WORK REQUIRED:
Rewrite these items with "biggest" changed to "largest" throughout, leaving everything else unchanged.
═══ RECORDS PROVIDED
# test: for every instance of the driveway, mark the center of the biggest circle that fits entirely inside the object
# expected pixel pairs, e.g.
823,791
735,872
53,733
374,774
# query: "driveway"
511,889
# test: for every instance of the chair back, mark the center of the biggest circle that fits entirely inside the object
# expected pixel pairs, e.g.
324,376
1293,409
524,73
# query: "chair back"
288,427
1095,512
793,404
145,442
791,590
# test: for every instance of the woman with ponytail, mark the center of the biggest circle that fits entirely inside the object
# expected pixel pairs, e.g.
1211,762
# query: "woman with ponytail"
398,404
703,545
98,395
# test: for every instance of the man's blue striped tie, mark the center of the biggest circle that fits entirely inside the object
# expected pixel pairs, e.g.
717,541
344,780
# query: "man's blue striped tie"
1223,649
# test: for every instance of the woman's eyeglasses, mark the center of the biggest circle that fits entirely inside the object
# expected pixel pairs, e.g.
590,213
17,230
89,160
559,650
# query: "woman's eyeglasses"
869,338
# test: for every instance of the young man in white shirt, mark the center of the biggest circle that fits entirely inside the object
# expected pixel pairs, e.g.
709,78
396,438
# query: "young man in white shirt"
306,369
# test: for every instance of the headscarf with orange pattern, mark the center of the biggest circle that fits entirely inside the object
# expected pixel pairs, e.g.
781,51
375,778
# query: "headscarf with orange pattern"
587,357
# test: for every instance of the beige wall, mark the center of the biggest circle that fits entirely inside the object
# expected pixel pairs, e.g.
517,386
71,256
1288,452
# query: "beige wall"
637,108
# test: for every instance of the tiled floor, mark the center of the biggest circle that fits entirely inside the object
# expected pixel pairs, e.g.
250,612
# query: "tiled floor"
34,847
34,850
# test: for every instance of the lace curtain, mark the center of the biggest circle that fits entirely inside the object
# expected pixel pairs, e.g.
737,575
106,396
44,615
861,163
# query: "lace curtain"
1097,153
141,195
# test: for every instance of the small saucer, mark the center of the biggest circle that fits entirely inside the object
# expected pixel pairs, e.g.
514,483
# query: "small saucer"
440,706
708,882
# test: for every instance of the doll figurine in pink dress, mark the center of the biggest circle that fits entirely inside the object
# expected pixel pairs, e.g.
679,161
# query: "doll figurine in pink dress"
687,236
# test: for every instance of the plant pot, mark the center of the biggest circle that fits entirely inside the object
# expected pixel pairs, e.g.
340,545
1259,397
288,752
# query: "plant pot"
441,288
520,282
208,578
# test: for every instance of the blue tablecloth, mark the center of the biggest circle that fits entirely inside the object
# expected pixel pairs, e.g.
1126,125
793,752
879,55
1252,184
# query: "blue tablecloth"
══════
OUTPUT:
# test: for every instance of the driveway, mark the center of the largest circle that fits entirely inside the object
# expected pixel pairs, e.g.
823,791
735,872
53,733
374,774
# query: "driveway"
511,889
# test: for every instance of the chair back, mark the center of the largest circle that fits entirely inside the object
# expected pixel pairs, e.g.
324,376
1293,409
524,73
# query: "chair back"
288,427
1095,512
793,404
145,442
791,590
# test: for every instance of the woman with ponytail, mark the center of the largest circle that fits entirely inside the object
# expected pixel pairs, e.g.
1211,762
# query: "woman with ponytail"
398,404
703,545
98,395
# test: for every instance of the man's blue striped tie, mark the center of the largest circle that fits entirely inside the object
# expected pixel pairs, e.g.
717,541
344,780
# query: "man's blue striped tie"
1223,649
# test: for every instance of the woman's eyeglasses, mark the center of the largest circle that fits entirely inside the object
# expected pixel pairs, e.g.
590,213
17,230
89,160
559,650
# query: "woman's eyeglasses"
869,338
# test: for every instance of the young man in white shirt, mark the center of the largest circle that fits entirely inside the object
# expected pixel pairs, e.g.
709,78
396,438
# query: "young man in white shirt"
306,369
# test: for every instance of the headscarf with orange pattern, mark the center of the largest circle that fits entirely inside the object
# expected pixel pairs, e.g.
781,51
375,778
# query: "headscarf with orange pattern"
587,357
# test: for every instance of the beige wall, mark the center of the largest circle that fits entirely inside the object
# expected pixel pairs, e.g.
517,386
71,256
1288,452
# query: "beige wall"
637,108
# test: for every instance of the tiled floor, mark the center of the largest circle that fits entirely inside the object
# expected pixel pairs, e.g.
250,612
# query: "tiled floor"
34,847
34,850
# test: for every instance of the lace curtain, mark the center of the largest circle that fits entirely inside the object
# expected pixel pairs, e.g.
737,575
106,396
44,615
861,163
# query: "lace curtain"
1097,153
141,195
# test: for every instance of the small saucer, mark the center of the largest circle that fits entirely inside the object
# expected pixel pairs, e.g.
514,483
# query: "small saucer"
440,706
708,882
# test: for every instance of the doll figurine in pink dress, mark the center of the largest circle that fits entirely inside the object
# expected pixel pairs, e.g.
679,161
# query: "doll figurine in pink dress"
687,236
# test: for every instance of the plant pot, mark the center of the largest circle that fits entirely inside the object
# expected pixel pairs, e.g.
340,545
1259,397
288,752
# query: "plant pot"
441,288
520,282
208,578
# test: for every instance of the blue tablecloth, mark the center of the largest circle that fits entirely inside the object
# expected pixel pairs, e.g.
1126,125
793,752
879,55
1252,184
# query: "blue tablecloth"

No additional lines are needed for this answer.